Passage shown:
%%

There is price to pay : the dissolution of the narrative machine of comedy, of its traditional ways of producing laughter. There surely remains a minimal thread : George (Adam Sandler), a famous comic artist is dying from leukemia, which is not funny, and we are going to accompany this funny guy joking his way through unfunny stuff, bitter jokes, fresher one jokes, good jokes, bad jokes. But laughter is not made easy, often mixed with various emotions. We are not told where to laughed as we are used to watching comedy. The engine has moved. It is not structural and narrative any more, but atomistic and rhythmic : each scene is its own centre (atomism), receiving its tempo (rhythm) from the funny ones. The act is its measure and the joke its rhythm. Being funny, whether on stage or anywhere else, is like curing cancer with molecules, as explained by the tall Swedish doctor : you slowly get the patient ready, geared up to receive the blow, measuring how much he can take before you start again. Sometimes you give them the full measure, at the limit of what they can take, sometimes you have to take it easy on them. If you followed our previous episode, you have met Bill, a young person responding very well to the treatment. Taking the stand-up artists out of the theatre is exactly to be measured on this scale : are they up tempo, down tempo, attacking too hard, attacking too low ? Are they in tune with the emotional state of the patients, or, on the contrary playing too hard or too mellow on them ? Up tempo – like Leo on Mark and his grandfather’s death (mountain scene), or Ira and George giving the Ikea treatment to the Swedish doctor. Down tempo, like Ira on Audrey inviting her to the Wilco concert (“so we will... go to the concert together ?”). If you have seen the film, you measured it on yourself, taken from one level to the next, scene after scene, one mix of emotions after another.

%%

What you will do:
[A] In the film commentary, what illness is George dying from?
[B] For each statement, say whether it agrees with the film commentary, and quote the words from it that decide the matter. (i) George is played by Adam Sandler. (ii) Bill is described as responding poorly to the treatment. (iii) Ira inviting Audrey to the Wilco concert is offered as an example of up tempo.
[C] Resume the film commentary after its final sentence, writing one further paragraph in the same voice.

Data for analysis:
%%

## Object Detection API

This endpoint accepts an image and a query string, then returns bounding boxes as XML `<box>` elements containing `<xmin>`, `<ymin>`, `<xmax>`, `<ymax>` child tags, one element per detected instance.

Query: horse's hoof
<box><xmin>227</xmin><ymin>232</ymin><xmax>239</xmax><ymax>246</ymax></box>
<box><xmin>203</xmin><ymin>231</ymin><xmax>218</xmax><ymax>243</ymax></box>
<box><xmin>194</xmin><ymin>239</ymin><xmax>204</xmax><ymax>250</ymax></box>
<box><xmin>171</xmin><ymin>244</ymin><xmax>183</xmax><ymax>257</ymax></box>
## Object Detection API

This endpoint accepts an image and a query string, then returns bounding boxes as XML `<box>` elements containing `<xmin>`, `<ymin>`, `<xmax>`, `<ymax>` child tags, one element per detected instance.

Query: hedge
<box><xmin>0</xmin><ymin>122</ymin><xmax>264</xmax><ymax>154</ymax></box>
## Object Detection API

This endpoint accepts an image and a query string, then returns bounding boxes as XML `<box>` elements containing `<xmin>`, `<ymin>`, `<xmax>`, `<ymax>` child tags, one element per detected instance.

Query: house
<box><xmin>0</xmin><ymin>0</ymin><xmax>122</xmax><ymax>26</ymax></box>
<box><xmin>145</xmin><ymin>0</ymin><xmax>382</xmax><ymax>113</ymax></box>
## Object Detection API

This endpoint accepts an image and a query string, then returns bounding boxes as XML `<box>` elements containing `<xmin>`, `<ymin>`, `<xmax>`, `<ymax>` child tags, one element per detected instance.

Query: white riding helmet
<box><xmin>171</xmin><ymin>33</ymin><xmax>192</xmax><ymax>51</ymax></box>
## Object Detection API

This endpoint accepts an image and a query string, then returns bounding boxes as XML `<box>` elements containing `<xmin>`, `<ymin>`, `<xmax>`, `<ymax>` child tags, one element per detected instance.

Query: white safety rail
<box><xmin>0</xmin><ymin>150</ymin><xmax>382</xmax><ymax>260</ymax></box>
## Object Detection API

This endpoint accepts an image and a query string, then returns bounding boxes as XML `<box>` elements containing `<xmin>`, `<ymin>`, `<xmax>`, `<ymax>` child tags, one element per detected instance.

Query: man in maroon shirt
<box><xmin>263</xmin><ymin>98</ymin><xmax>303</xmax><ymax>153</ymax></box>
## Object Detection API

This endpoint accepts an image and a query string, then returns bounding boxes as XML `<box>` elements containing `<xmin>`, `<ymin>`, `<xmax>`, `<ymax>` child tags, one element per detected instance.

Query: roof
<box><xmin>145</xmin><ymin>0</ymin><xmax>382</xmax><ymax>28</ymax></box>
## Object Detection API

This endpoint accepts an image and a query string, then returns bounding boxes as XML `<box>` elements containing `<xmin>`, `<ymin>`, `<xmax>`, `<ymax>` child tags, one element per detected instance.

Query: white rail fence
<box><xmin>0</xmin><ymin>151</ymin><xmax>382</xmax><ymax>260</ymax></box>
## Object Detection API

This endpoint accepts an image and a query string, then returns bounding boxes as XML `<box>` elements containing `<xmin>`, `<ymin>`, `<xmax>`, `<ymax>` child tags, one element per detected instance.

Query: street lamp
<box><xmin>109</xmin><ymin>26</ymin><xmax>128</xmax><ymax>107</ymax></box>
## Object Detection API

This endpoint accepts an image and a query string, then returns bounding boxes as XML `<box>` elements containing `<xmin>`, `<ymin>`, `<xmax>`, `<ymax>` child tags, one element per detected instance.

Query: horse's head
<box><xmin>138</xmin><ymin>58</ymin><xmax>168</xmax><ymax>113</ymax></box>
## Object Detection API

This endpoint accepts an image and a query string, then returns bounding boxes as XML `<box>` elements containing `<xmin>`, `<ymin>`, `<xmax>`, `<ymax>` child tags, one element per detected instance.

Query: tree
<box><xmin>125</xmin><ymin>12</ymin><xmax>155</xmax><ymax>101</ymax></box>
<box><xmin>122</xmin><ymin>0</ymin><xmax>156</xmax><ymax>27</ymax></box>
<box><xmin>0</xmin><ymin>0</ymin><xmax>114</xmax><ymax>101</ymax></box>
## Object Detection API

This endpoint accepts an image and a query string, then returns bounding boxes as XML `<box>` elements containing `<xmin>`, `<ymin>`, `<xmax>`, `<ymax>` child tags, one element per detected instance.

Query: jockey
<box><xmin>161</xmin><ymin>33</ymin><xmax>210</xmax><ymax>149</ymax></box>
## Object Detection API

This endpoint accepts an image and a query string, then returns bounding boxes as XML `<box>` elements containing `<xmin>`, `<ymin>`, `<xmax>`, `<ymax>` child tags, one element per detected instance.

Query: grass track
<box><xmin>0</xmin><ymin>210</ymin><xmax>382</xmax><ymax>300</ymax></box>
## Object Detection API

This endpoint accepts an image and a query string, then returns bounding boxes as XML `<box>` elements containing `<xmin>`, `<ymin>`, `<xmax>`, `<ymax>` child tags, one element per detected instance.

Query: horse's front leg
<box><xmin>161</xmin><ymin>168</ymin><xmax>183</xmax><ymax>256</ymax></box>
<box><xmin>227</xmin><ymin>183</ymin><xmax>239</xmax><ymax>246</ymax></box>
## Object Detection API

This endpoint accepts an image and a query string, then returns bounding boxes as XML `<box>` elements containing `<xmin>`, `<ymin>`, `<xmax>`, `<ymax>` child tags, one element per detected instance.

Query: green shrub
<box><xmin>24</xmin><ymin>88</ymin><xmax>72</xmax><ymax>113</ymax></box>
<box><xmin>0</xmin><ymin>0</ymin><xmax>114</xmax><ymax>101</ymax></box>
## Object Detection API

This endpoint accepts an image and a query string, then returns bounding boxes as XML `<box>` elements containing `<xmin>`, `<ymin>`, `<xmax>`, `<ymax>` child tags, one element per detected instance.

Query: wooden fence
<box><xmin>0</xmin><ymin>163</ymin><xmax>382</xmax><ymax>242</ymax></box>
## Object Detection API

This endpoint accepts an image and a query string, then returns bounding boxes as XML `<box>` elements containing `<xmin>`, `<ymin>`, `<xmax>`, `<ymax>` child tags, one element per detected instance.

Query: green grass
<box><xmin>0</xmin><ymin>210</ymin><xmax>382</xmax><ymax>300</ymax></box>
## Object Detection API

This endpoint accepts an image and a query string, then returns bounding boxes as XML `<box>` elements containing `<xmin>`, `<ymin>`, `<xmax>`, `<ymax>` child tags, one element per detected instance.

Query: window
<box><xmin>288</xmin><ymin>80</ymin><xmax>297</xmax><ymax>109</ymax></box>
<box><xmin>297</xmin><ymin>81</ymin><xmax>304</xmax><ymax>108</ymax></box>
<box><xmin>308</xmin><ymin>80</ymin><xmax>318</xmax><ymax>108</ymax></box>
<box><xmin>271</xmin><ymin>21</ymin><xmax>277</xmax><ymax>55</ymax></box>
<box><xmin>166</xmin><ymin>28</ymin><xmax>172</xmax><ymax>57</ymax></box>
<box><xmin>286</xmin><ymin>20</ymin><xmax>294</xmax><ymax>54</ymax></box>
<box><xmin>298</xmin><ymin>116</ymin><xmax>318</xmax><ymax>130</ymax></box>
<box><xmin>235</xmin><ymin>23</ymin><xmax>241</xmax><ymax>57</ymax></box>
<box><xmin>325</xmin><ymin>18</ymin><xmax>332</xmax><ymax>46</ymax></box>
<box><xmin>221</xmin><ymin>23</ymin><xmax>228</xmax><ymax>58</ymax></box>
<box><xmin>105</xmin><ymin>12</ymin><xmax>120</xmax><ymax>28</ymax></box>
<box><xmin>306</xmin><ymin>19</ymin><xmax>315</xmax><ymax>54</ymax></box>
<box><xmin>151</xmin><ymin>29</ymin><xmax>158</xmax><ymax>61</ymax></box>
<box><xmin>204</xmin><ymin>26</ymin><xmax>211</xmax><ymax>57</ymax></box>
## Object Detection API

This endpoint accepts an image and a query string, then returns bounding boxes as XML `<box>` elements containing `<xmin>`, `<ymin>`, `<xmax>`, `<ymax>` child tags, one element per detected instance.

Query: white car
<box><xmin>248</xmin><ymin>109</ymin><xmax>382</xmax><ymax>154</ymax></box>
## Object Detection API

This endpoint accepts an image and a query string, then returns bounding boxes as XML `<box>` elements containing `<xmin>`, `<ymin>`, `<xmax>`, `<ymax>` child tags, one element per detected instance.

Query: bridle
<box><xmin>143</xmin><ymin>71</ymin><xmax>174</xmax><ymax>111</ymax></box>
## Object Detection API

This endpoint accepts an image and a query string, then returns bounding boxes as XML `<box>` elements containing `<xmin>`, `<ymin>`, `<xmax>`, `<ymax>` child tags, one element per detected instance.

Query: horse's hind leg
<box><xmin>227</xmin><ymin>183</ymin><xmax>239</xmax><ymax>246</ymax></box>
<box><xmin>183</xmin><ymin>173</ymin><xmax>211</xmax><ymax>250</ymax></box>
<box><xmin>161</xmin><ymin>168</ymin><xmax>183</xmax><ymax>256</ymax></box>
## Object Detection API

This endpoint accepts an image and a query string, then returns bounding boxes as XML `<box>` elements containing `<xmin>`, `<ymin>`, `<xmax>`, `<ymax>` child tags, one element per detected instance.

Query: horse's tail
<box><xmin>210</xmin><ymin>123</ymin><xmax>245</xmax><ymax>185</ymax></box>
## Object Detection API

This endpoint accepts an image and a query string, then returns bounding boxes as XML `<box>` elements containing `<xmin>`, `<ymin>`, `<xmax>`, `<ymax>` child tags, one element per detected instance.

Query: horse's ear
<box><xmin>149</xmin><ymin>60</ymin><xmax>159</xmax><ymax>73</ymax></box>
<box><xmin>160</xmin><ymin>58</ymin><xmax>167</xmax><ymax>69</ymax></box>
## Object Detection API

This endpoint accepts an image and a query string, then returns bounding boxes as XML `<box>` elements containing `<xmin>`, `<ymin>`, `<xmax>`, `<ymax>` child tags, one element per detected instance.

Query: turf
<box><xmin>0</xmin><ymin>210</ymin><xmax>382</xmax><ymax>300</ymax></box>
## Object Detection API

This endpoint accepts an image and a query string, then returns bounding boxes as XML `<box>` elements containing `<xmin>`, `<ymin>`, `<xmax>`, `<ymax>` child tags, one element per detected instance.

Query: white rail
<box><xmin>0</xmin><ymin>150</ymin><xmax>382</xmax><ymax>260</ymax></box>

%%

Answers for this exercise:
[A] Leukemia.

[B]
(i) Yes: "George (Adam Sandler), a famous comic artist is dying from leukemia"
(ii) No: "Bill, a young person responding very well to the treatment"
(iii) No: "Down tempo, like Ira on Audrey inviting her to the Wilco concert"

[C]
There is the question of the last third. Carlos Losilla has very well described it : there is at some point, in Funny People, a return to cinema – meaning here the narrative art of the moving image known under that name in the 20th century – , more precisely a return to the classical type of pre-war Hollywood comedy labelled « comedy of remarriage » by Stanley Cavell, as George tries to reconquer his previous wife Laura (Leslie Mann). What are we to make of this ? I would say cinema becomes a possible option among others on these new atomistic grounds. It can exist as anything else does here, that is as an inner episode of its own. Only it cannot rule over the structure. Meaning : the remarriage cannot happen. George’s chances disappear when he does not react positively to the footage of Apatow & Mann’s daughter being taped singing at a school performance. Cinema confronted with real life recorded knows it has to give way. The world that the stage is resumes its rhythmic business, up and down tempo.